Point annotation data:

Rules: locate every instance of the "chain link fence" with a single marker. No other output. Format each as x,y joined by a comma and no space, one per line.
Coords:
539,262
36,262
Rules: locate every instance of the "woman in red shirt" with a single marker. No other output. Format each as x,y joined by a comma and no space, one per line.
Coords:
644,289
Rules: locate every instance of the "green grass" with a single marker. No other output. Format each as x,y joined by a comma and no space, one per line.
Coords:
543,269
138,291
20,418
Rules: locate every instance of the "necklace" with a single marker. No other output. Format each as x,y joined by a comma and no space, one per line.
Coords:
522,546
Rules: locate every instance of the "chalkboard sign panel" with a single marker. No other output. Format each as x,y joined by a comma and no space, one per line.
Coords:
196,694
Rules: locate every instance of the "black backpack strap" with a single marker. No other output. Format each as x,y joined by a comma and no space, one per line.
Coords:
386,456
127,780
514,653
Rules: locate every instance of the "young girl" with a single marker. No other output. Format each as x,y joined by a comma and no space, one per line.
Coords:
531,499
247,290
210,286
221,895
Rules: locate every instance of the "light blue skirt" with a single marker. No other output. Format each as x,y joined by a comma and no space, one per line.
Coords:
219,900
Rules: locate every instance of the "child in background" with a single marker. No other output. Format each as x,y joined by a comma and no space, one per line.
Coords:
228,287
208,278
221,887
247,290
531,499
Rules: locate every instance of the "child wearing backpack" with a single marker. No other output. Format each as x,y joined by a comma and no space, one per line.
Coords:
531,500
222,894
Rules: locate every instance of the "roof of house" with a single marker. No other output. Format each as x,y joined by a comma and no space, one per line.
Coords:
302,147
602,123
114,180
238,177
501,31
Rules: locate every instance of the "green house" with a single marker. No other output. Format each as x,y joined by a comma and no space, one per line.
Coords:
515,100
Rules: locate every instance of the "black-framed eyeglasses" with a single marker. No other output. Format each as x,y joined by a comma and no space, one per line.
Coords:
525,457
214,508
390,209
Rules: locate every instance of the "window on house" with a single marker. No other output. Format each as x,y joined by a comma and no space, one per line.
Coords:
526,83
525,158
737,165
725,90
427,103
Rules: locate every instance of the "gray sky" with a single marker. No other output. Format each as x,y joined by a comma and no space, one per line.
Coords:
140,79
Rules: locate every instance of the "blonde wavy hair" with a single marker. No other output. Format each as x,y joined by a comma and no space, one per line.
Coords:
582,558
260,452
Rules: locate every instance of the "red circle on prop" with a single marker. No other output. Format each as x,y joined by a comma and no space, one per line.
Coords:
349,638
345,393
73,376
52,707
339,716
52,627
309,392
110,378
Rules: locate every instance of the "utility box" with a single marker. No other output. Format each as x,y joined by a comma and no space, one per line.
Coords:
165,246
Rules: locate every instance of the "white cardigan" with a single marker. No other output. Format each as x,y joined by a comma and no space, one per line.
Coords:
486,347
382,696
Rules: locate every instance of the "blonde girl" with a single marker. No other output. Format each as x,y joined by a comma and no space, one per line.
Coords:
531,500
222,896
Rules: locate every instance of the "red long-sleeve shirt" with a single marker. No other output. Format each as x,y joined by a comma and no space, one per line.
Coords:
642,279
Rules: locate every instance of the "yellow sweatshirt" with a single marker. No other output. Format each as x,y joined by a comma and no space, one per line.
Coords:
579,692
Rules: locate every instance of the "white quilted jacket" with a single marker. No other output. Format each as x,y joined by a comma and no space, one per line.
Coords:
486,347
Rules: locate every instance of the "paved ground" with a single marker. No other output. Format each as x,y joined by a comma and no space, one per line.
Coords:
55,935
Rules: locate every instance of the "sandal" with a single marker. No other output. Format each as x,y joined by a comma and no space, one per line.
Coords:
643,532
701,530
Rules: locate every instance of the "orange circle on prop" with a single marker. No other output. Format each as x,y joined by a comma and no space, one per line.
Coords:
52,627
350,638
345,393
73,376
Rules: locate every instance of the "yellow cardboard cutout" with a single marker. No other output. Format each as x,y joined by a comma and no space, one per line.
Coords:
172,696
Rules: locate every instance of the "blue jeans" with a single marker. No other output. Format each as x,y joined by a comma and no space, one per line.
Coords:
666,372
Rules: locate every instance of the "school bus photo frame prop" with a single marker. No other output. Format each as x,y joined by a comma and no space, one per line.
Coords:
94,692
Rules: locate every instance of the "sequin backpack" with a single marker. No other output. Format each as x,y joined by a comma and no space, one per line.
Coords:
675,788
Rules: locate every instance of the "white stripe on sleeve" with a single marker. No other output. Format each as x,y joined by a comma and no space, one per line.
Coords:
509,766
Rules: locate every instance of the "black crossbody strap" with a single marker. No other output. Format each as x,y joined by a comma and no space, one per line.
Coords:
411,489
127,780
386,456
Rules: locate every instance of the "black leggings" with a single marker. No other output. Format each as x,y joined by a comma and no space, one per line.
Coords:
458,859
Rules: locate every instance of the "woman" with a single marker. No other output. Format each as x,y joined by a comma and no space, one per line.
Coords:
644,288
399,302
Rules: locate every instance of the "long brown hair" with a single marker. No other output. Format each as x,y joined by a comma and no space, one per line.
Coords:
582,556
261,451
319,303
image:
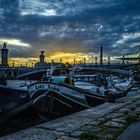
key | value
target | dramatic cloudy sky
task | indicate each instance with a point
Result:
(70, 28)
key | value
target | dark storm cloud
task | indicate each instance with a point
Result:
(70, 26)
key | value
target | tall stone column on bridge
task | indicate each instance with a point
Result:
(101, 55)
(109, 59)
(4, 56)
(42, 57)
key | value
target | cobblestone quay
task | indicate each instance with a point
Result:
(104, 122)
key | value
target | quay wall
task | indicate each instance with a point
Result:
(103, 122)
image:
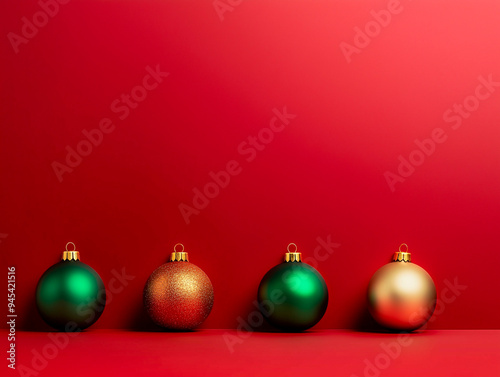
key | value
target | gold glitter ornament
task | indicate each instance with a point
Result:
(401, 295)
(178, 295)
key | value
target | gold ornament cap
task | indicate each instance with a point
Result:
(402, 255)
(179, 256)
(293, 256)
(71, 254)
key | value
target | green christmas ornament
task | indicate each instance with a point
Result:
(293, 296)
(70, 295)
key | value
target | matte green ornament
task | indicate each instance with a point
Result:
(293, 296)
(70, 295)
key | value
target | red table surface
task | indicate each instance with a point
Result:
(206, 353)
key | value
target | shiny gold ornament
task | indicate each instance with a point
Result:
(401, 295)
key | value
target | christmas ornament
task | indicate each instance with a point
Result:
(70, 295)
(401, 295)
(178, 295)
(293, 296)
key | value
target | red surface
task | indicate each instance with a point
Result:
(322, 175)
(319, 353)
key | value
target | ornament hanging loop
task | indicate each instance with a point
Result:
(293, 254)
(71, 243)
(402, 255)
(179, 255)
(71, 254)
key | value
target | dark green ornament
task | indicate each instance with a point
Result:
(293, 296)
(70, 295)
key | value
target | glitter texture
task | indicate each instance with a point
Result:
(178, 296)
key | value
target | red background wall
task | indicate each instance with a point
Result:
(323, 175)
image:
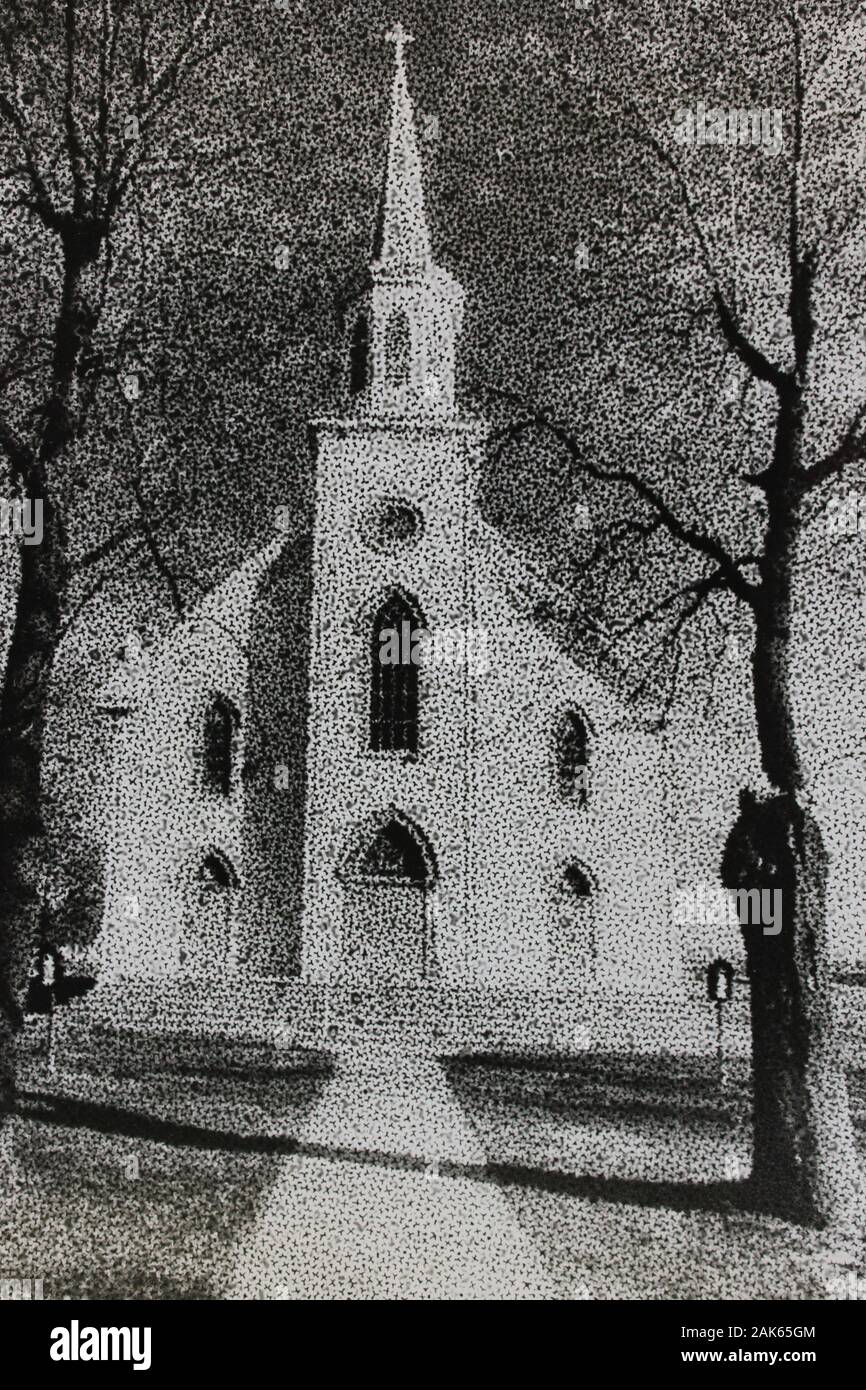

# TASK TO COMPLETE:
Pick out and copy every line of the listing that contains the word "christmas", treating uppercase and lowercase as different.

# EXPECTED ANSWER:
target | green christmas ornament
target | christmas ornament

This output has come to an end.